TASK REQUIREMENTS:
The records below hold a stretch from the line with "Target: red hair" through the line with "Target: raw meat"; return exactly those lines, ends included, and nothing more.

══ INPUT DATA

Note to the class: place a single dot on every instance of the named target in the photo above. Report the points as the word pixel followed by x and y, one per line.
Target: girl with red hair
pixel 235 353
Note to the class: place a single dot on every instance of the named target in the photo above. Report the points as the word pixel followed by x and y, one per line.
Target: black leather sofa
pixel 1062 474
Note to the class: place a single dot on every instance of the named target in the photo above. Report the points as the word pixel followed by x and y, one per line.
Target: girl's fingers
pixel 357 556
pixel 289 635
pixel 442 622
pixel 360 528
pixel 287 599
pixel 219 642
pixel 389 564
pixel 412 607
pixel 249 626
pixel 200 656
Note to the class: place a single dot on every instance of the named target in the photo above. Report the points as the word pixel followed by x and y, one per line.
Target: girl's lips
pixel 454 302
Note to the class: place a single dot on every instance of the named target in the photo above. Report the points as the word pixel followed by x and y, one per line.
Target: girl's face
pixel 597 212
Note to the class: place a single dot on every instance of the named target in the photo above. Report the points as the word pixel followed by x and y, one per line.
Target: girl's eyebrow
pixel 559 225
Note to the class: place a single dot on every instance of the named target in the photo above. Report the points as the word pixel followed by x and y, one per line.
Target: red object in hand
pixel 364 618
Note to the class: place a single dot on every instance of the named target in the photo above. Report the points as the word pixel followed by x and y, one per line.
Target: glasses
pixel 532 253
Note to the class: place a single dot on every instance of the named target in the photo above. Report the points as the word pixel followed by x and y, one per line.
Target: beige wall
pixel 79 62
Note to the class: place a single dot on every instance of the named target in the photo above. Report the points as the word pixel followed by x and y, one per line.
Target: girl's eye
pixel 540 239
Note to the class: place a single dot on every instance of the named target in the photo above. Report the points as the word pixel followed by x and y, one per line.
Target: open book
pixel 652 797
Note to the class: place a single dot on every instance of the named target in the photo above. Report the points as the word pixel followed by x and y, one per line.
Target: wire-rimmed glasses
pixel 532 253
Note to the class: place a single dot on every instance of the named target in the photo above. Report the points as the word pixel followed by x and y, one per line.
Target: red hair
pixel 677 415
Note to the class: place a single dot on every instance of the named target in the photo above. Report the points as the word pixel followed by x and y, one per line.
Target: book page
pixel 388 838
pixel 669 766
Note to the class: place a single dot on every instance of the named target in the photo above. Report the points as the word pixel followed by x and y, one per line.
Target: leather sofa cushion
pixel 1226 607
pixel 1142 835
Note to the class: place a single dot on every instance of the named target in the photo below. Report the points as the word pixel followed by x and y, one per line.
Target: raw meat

════
══ INPUT DATA

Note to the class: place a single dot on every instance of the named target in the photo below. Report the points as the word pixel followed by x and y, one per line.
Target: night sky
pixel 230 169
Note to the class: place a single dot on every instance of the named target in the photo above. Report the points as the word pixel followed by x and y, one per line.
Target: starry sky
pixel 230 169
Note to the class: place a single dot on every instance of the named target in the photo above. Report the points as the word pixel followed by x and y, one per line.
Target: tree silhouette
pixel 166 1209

════
══ INPUT DATA

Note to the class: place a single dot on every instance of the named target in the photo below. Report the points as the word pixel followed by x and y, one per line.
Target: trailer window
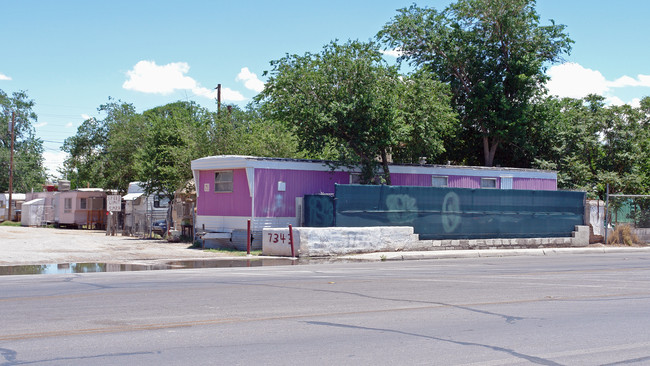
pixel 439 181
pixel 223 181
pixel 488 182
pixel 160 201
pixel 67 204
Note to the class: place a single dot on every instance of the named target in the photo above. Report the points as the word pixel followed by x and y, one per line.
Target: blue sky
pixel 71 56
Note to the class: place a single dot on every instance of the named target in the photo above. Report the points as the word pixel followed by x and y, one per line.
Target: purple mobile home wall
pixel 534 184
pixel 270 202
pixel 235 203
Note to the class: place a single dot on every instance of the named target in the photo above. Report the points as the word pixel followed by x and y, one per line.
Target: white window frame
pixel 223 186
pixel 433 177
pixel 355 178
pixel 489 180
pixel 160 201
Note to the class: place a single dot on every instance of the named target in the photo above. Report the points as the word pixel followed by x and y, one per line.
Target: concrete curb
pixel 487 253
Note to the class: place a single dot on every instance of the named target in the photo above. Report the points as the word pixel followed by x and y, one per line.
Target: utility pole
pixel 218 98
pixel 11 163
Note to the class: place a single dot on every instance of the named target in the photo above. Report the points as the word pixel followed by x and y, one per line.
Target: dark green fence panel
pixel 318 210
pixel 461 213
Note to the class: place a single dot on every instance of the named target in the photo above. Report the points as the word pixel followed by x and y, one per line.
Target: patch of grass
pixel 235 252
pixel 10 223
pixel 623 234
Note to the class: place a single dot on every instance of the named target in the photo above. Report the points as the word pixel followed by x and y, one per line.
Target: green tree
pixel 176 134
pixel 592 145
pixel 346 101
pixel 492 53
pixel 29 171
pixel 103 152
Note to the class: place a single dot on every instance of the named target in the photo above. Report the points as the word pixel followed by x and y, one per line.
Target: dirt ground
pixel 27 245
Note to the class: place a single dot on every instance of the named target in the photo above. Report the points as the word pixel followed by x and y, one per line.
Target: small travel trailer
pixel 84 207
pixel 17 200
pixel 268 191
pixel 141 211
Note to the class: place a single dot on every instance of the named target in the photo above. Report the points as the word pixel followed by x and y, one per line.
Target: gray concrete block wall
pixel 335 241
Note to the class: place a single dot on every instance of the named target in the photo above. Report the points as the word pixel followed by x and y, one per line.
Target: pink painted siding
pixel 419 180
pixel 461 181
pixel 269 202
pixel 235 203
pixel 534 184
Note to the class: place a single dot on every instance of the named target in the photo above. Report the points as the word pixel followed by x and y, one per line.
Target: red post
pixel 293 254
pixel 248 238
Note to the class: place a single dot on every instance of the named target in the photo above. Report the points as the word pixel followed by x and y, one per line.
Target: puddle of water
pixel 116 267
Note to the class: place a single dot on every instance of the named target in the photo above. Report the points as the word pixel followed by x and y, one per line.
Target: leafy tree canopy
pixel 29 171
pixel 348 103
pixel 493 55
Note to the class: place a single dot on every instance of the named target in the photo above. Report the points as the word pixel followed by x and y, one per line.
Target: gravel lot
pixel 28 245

════

ANSWER TO THE EXERCISE:
Target: red hair
pixel 677 415
Note to the class: place a single dot on every instance of the named target in the photo above. Report the points as the word pixel followed by x and y, one per line.
Target: book page
pixel 388 838
pixel 669 766
Note to the class: place a single dot on every instance of the named target in the photo above. Report the points as the word pixel followed by x and y, one per line.
Target: leather sofa cushion
pixel 1226 607
pixel 1142 835
Note to the class: place a single dot on every instance of the named target in the photo below. Report the points as the word pixel followed by x and y, one per line.
Target: raw meat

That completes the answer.